## START Page extract

# I try not to but it always happens.......



## fish newb (May 10, 2006)

I always try not to collect moss when I go hiking but I ALWAYS end up grabbing at least a little... This time I didn't even bring baggies with me. Well I ended up with a wet pocket.

The result is an interesting Liverwort. I have two different types here is a picture of one. There was also a type of Willow moss but Didn't take any of that.....










(picture is a bit blurry sorry )

If it does good maybe I will be able to sell some, Its always a crazy guessing game if the plants will like warm water...... I'm in RI by the way and it was collected in state!

If this does really good and I can't ID it, it shall be shipped to Loh in Singapore to have Dr. Biento ID it!

Enjoy!
-Andrew

PS. I believe this is the right forum if not let me know, wasn't tooo sure where to put it.


----------



## gibmaker (Jan 3, 2007)

that stuff looks pretty cool, you should try to get a clearer picture, I am rateher interested in ti just because of how it looks


----------



## fish newb (May 10, 2006)

gibmaker said:


> that stuff looks pretty cool, you should try to get a clearer picture, I am rateher interested in ti just because of how it looks


Yeah, I'll try monday probably... It's kinda late now and I'm tierd long day lol. Going to be skiing on the weekend but will be back sunday night so will try to get another picture. I took some because I'd never seen anything like it. Where I collected it there was square feet of it so I didn't worry too much. This summer I'll be going back with a friend and looking around for some more mosses and stuff since this is at a Boy Scout camp we go to during the summer.

Also camera is a "Sony Cybershot" I hate it completely, next item to buy after a tank rack is a nice camera with macro mode!

-Andrew


----------



## Six (May 29, 2006)

i dont want to be a stick in the mud, but i hope your collecting from areas that are not protected. all parks have a law against picking wildflowers which i believes incorperates moss, grass, or anything plant related. 

im all for repecting the wild by adoring it and respecting it in our aquariums, but just make sure you arent doing so unlawfully, expecially when you're selling these native plants to non-native areas. even tank water released into sewers could release some serious problems in the wild. california has some very strict laws specificly made because of this. though temperate areas are less likely to have as many issues, still, please be careful. 

(i see it's a boy scout camp and i have no idea if it is protected or not, but im sure that's not your only collecting spots.)


----------



## fish newb (May 10, 2006)

Six said:


> i dont want to be a stick in the mud, but i hope your collecting from areas that are not protected. all parks have a law against picking wildflowers which i believes incorperates moss, grass, or anything plant related.

## END Page extract
## START Data provided

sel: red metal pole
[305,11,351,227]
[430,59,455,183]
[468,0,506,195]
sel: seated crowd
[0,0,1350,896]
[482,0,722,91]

## END Data provided

**Given instruction 1:** In the forum thread, which camera does Andrew say he uses?
**Given instruction 2:** Please rewrite the stretch of the forum thread from "I always try" through "a wet pocket." with "baggies" changed to "bags".

**Correct output 1:** A Sony Cybershot.

**Correct output 2:**
I always try not to collect moss when I go hiking but I ALWAYS end up grabbing at least a little... This time I didn't even bring bags with me. Well I ended up with a wet pocket.